■ **Task requirements**:
Please reproduce the data exactly, though every picture must stay out.

■ **Stored data entries**:

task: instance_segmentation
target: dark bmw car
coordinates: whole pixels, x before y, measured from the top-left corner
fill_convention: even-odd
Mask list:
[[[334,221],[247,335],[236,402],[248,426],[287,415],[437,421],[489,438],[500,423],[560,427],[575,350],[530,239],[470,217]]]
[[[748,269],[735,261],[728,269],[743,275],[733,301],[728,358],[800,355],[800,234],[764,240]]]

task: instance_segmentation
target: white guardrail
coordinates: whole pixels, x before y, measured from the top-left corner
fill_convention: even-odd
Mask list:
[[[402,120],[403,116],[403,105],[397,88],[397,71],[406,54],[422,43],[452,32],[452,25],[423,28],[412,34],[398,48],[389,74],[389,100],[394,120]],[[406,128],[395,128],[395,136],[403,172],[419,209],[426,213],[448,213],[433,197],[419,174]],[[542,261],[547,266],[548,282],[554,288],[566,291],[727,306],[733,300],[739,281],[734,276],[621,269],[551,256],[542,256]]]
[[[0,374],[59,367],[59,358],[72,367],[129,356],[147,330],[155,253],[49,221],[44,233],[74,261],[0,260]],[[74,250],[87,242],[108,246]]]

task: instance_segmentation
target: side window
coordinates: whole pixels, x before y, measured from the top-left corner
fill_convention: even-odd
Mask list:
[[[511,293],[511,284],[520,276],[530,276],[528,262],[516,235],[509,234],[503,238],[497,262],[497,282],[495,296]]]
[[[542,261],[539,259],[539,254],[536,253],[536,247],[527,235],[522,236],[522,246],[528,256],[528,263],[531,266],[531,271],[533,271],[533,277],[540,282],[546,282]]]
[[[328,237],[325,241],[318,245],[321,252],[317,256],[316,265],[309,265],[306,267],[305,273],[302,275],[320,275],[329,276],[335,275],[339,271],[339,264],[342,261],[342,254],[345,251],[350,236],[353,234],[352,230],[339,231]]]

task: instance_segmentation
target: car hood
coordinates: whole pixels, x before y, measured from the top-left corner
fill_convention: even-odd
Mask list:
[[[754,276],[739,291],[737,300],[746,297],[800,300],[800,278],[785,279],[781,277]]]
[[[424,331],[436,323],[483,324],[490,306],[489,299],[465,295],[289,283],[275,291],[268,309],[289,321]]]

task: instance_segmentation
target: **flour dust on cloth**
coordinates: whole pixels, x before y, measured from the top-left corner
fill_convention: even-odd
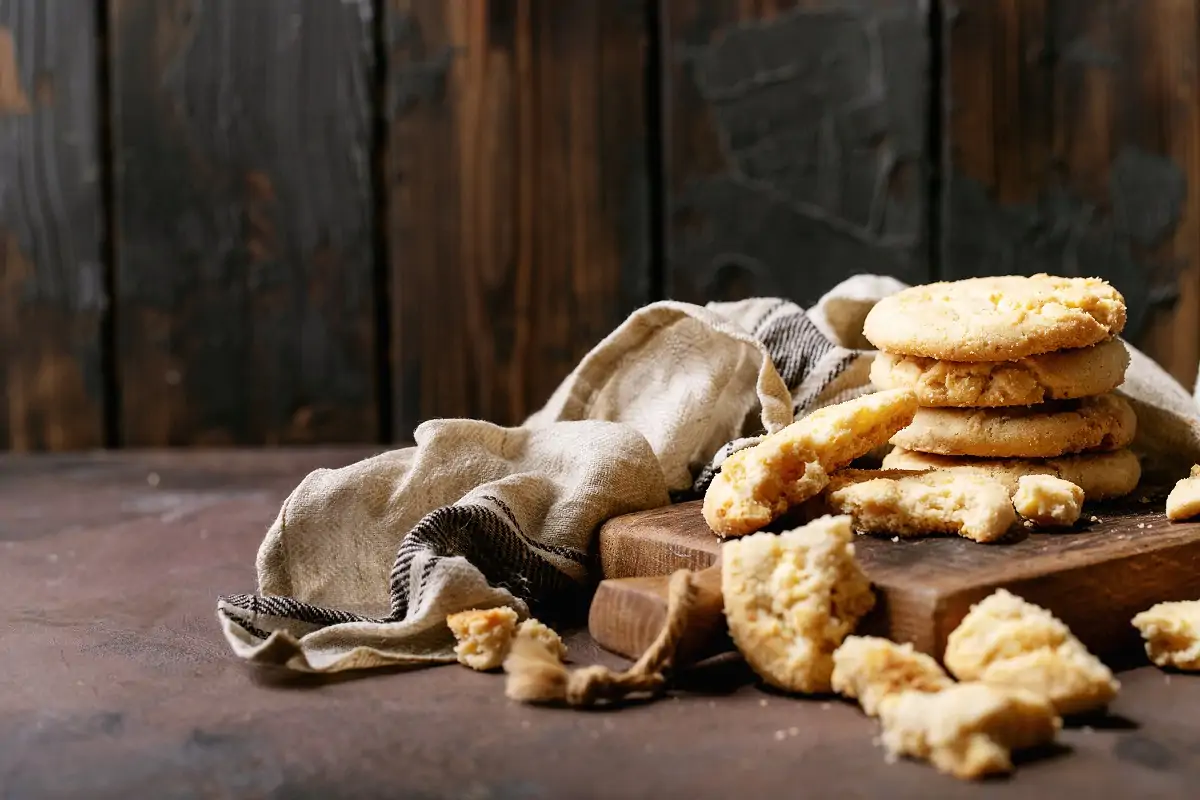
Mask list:
[[[468,608],[553,619],[590,588],[605,520],[700,496],[730,453],[871,391],[862,322],[903,288],[855,276],[807,311],[655,303],[519,427],[434,420],[415,447],[313,472],[259,548],[257,593],[218,601],[226,639],[248,661],[337,672],[451,662],[445,619]],[[1135,445],[1200,461],[1192,398],[1130,350]]]

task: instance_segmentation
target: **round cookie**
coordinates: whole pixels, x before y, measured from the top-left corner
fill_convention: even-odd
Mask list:
[[[1083,489],[1088,501],[1123,497],[1142,477],[1142,466],[1131,450],[1086,453],[1047,459],[979,459],[915,453],[896,448],[883,459],[884,469],[944,469],[986,475],[1003,483],[1009,493],[1017,491],[1024,475],[1053,475]]]
[[[1012,361],[1088,347],[1125,327],[1125,299],[1098,278],[1005,275],[914,286],[875,304],[880,350],[946,361]]]
[[[871,364],[871,383],[911,389],[927,407],[1031,406],[1112,391],[1124,382],[1128,366],[1129,351],[1116,337],[1016,361],[940,361],[880,351]]]
[[[1017,408],[921,408],[891,442],[947,456],[1054,458],[1120,449],[1136,430],[1129,403],[1102,394]]]

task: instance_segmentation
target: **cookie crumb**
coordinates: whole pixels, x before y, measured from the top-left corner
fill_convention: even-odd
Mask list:
[[[831,709],[831,708],[833,708],[833,706],[832,706],[831,704],[829,704],[829,703],[821,703],[821,710],[822,710],[822,711],[828,711],[828,710],[829,710],[829,709]]]
[[[767,701],[766,701],[766,700],[759,700],[759,701],[758,701],[758,704],[759,704],[760,706],[762,706],[763,708],[766,708],[766,707],[767,707]]]
[[[775,741],[782,742],[787,738],[787,731],[775,731]]]
[[[900,537],[899,537],[899,536],[893,536],[893,537],[892,537],[892,541],[893,541],[893,542],[898,542],[898,541],[900,541]]]
[[[1084,733],[1095,733],[1096,732],[1096,729],[1093,728],[1091,725],[1084,725],[1082,730]]]
[[[797,727],[788,728],[788,736],[799,736],[800,729]]]
[[[1092,516],[1088,518],[1088,521],[1089,522],[1099,522],[1100,518],[1097,517],[1095,514],[1092,514]]]

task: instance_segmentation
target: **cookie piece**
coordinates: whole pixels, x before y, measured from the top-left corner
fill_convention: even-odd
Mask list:
[[[942,660],[960,681],[1025,689],[1064,716],[1104,708],[1121,687],[1057,617],[1004,589],[971,606]]]
[[[1102,394],[1020,408],[921,408],[892,444],[947,456],[1054,458],[1119,450],[1136,431],[1128,401]]]
[[[517,630],[517,612],[508,606],[471,609],[446,617],[457,644],[458,663],[477,670],[496,669],[504,663]]]
[[[886,444],[916,411],[908,390],[875,392],[818,409],[739,450],[704,494],[705,521],[719,536],[760,530],[821,491],[827,473]]]
[[[1053,475],[1083,489],[1089,501],[1123,497],[1137,488],[1142,477],[1141,463],[1130,450],[1047,459],[993,460],[917,453],[898,447],[884,456],[883,467],[985,475],[1003,483],[1010,493],[1017,491],[1023,475]]]
[[[1083,510],[1083,489],[1051,475],[1022,475],[1013,493],[1017,513],[1043,528],[1069,528]]]
[[[980,683],[903,692],[880,709],[889,755],[927,760],[974,780],[1012,770],[1012,752],[1054,740],[1062,719],[1043,698]]]
[[[953,533],[992,542],[1017,521],[1004,484],[936,470],[840,470],[820,502],[849,514],[856,530],[894,536]]]
[[[1200,516],[1200,464],[1193,464],[1191,475],[1181,478],[1167,495],[1167,519],[1195,516]]]
[[[911,644],[876,636],[850,636],[833,653],[833,690],[857,699],[868,716],[878,716],[885,697],[903,691],[937,692],[954,681],[941,665]]]
[[[722,548],[730,637],[770,685],[830,691],[833,652],[875,605],[870,581],[854,559],[853,538],[849,517],[821,517]]]
[[[927,407],[1031,406],[1112,391],[1128,366],[1129,351],[1117,338],[1016,361],[939,361],[880,351],[871,363],[871,383],[912,389]]]
[[[567,657],[567,646],[562,637],[555,633],[553,628],[532,617],[517,626],[516,636],[533,639],[560,659]]]
[[[1158,666],[1200,670],[1200,600],[1153,605],[1133,618],[1133,627]]]
[[[875,304],[880,350],[946,361],[1014,361],[1088,347],[1125,327],[1125,299],[1098,278],[1005,275],[914,286]]]

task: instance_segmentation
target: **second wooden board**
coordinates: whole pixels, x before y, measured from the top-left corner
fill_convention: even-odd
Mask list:
[[[857,556],[879,601],[860,632],[912,642],[940,658],[971,604],[1006,588],[1050,609],[1093,652],[1128,652],[1138,642],[1129,623],[1134,614],[1156,602],[1200,597],[1200,523],[1168,522],[1161,509],[1157,499],[1097,508],[1084,516],[1096,521],[1076,530],[992,545],[953,537],[859,536]],[[642,639],[627,632],[653,633],[656,627],[644,619],[607,617],[629,617],[630,608],[644,615],[654,604],[646,602],[644,581],[620,579],[704,569],[721,545],[699,501],[610,520],[600,531],[608,580],[593,605],[593,635],[610,649],[635,655]],[[637,603],[614,602],[630,592],[638,594]],[[605,610],[610,604],[611,615]]]

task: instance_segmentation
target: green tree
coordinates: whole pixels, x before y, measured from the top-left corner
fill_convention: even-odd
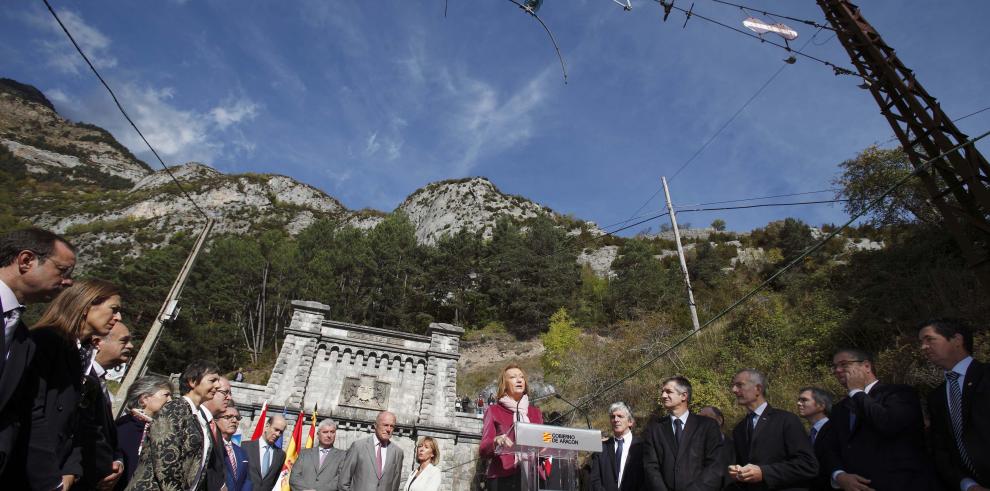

■ **Task result**:
task: instance_segmentation
target: dark bmw car
coordinates: whole pixels, x before y, measured from the top-left corner
fill_convention: even-odd
Mask list:
[[[334,221],[247,335],[236,402],[248,426],[287,415],[437,421],[489,438],[500,423],[560,427],[575,350],[530,239],[470,217]]]
[[[748,269],[735,261],[728,269],[743,275],[733,301],[728,358],[800,355],[800,234],[764,240]]]

task: instance_segmentation
target: white guardrail
coordinates: whole pixels, x before y, measured from the top-left corner
fill_convention: even-odd
Mask list:
[[[402,120],[403,116],[403,105],[397,88],[397,71],[406,54],[422,43],[452,32],[452,25],[423,28],[412,34],[398,48],[389,74],[389,100],[394,120]],[[406,128],[395,128],[395,136],[403,172],[419,209],[426,213],[448,213],[433,197],[419,174]],[[542,261],[547,266],[548,282],[554,288],[566,291],[727,306],[733,300],[739,281],[734,276],[621,269],[551,256],[542,256]]]
[[[0,374],[59,367],[59,358],[72,367],[129,356],[147,330],[155,253],[49,221],[44,233],[74,261],[0,260]],[[74,250],[87,242],[108,246]]]

task: instance_segmentation
target: side window
coordinates: whole pixels, x before y, measured from the top-left corner
fill_convention: even-odd
Mask list:
[[[511,293],[511,284],[520,276],[530,276],[528,262],[516,235],[509,234],[503,238],[497,262],[497,282],[495,296]]]
[[[542,261],[539,259],[539,254],[536,253],[536,247],[527,235],[522,236],[522,246],[528,256],[528,263],[531,266],[531,271],[533,271],[533,277],[540,282],[546,282]]]
[[[328,237],[325,241],[318,245],[321,252],[317,256],[316,265],[309,265],[306,267],[305,273],[302,275],[320,275],[329,276],[335,275],[339,271],[339,264],[342,261],[342,254],[345,251],[350,236],[353,234],[352,230],[339,231]]]

task: instance_segmentation
target: car hood
coordinates: whole pixels, x before y, measured from the top-left corner
fill_convention: even-odd
Mask list:
[[[754,276],[739,291],[737,300],[746,297],[800,300],[800,278],[785,279],[781,277]]]
[[[424,331],[436,323],[483,324],[490,306],[489,299],[465,295],[289,283],[275,291],[268,309],[289,321]]]

task: instance_segmentation
target: **flour dust on cloth**
coordinates: whole pixels, x before y, measured from the top-left corner
fill_convention: even-odd
Mask list:
[[[468,608],[553,619],[590,588],[605,520],[700,496],[730,453],[871,391],[862,322],[903,288],[855,276],[807,311],[655,303],[519,427],[434,420],[415,447],[313,472],[259,548],[257,593],[218,601],[226,639],[248,661],[337,672],[451,662],[445,619]],[[1135,445],[1200,461],[1192,398],[1130,350]]]

task: instance_segmentation
target: **round cookie**
coordinates: whole pixels, x before y, measured from the top-left corner
fill_convention: even-odd
Mask list:
[[[1083,489],[1088,501],[1123,497],[1142,477],[1142,466],[1131,450],[1086,453],[1047,459],[979,459],[915,453],[896,448],[883,459],[884,469],[944,469],[986,475],[1003,483],[1009,493],[1017,491],[1024,475],[1053,475]]]
[[[1012,361],[1088,347],[1125,327],[1125,299],[1098,278],[1005,275],[914,286],[875,304],[880,350],[946,361]]]
[[[871,364],[871,383],[911,389],[927,407],[1031,406],[1112,391],[1124,382],[1128,366],[1129,351],[1116,337],[1016,361],[940,361],[880,351]]]
[[[1017,408],[921,408],[891,442],[947,456],[1054,458],[1120,449],[1136,430],[1129,403],[1102,394]]]

task: instance_segmentation
target: **cookie crumb**
coordinates: whole pixels, x before y, measured from the top-left corner
fill_convention: even-odd
Mask list:
[[[831,709],[831,708],[833,708],[833,706],[832,706],[831,704],[829,704],[829,703],[821,703],[821,710],[822,710],[822,711],[828,711],[828,710],[829,710],[829,709]]]
[[[767,701],[766,701],[766,700],[759,700],[759,701],[758,701],[758,704],[759,704],[760,706],[762,706],[763,708],[766,708],[766,707],[767,707]]]
[[[775,741],[782,742],[787,738],[787,731],[775,731]]]
[[[900,537],[899,537],[899,536],[893,536],[893,537],[892,537],[892,541],[893,541],[893,542],[898,542],[898,541],[900,541]]]
[[[1084,733],[1095,733],[1096,732],[1096,729],[1093,728],[1091,725],[1084,725],[1082,730]]]
[[[797,727],[788,728],[788,736],[799,736],[800,729]]]
[[[1092,516],[1088,518],[1088,521],[1089,522],[1099,522],[1100,518],[1097,517],[1095,514],[1092,514]]]

task: instance_segmentation
target: **cookie piece**
coordinates: whole pixels, x before y, measured from the top-left corner
fill_convention: even-odd
Mask list:
[[[942,660],[960,681],[1025,689],[1064,716],[1104,708],[1121,687],[1057,617],[1004,589],[971,606]]]
[[[1102,394],[1020,408],[921,408],[892,444],[947,456],[1054,458],[1119,450],[1136,431],[1128,401]]]
[[[517,630],[517,612],[508,606],[471,609],[446,617],[457,644],[458,663],[477,670],[496,669],[504,663]]]
[[[886,444],[916,411],[908,390],[875,392],[818,409],[739,450],[704,494],[705,521],[719,536],[760,530],[821,491],[827,473]]]
[[[1053,475],[1083,489],[1089,501],[1123,497],[1137,488],[1142,477],[1141,463],[1130,450],[1047,459],[993,460],[917,453],[898,447],[884,456],[883,467],[985,475],[1003,483],[1010,493],[1017,491],[1023,475]]]
[[[1083,510],[1083,489],[1051,475],[1022,475],[1013,493],[1017,513],[1043,528],[1069,528]]]
[[[980,683],[903,692],[880,709],[889,755],[927,760],[974,780],[1012,770],[1012,752],[1054,740],[1062,719],[1043,698]]]
[[[953,533],[992,542],[1017,521],[1004,484],[936,470],[840,470],[820,502],[849,514],[856,530],[894,536]]]
[[[1200,516],[1200,464],[1193,464],[1191,475],[1181,478],[1167,495],[1167,519],[1195,516]]]
[[[911,644],[876,636],[850,636],[833,653],[833,690],[857,699],[868,716],[878,716],[885,697],[903,691],[937,692],[954,681],[941,665]]]
[[[722,548],[730,637],[770,685],[830,691],[833,652],[875,605],[870,581],[854,559],[853,538],[849,517],[821,517]]]
[[[927,407],[1031,406],[1112,391],[1128,366],[1129,351],[1117,338],[1016,361],[939,361],[880,351],[871,363],[871,383],[912,389]]]
[[[567,657],[567,646],[562,637],[555,633],[553,628],[532,617],[517,626],[516,636],[533,639],[560,659]]]
[[[1158,666],[1200,670],[1200,600],[1153,605],[1133,618],[1133,627]]]
[[[875,304],[880,350],[946,361],[1014,361],[1088,347],[1125,327],[1125,299],[1098,278],[1005,275],[914,286]]]

task: instance_segmentation
target: **second wooden board**
coordinates: whole pixels, x before y, measured from the top-left corner
fill_convention: even-odd
Mask list:
[[[857,556],[879,601],[860,632],[912,642],[940,658],[971,604],[1006,588],[1050,609],[1093,652],[1128,652],[1138,642],[1129,623],[1134,614],[1156,602],[1200,597],[1200,523],[1168,522],[1161,509],[1157,499],[1097,508],[1084,516],[1096,521],[1076,530],[992,545],[953,537],[859,536]],[[642,639],[627,632],[653,633],[656,627],[644,619],[607,617],[629,617],[630,608],[644,615],[654,604],[646,602],[644,581],[620,579],[704,569],[721,545],[699,501],[610,520],[600,531],[608,580],[593,605],[593,635],[610,649],[635,655]],[[637,603],[614,602],[630,592],[638,594]],[[605,610],[610,604],[611,615]]]

task: instance_segmentation
target: green tree
coordinates: whole pixels, x before y, measured from the top-left corner
fill_convention: even-odd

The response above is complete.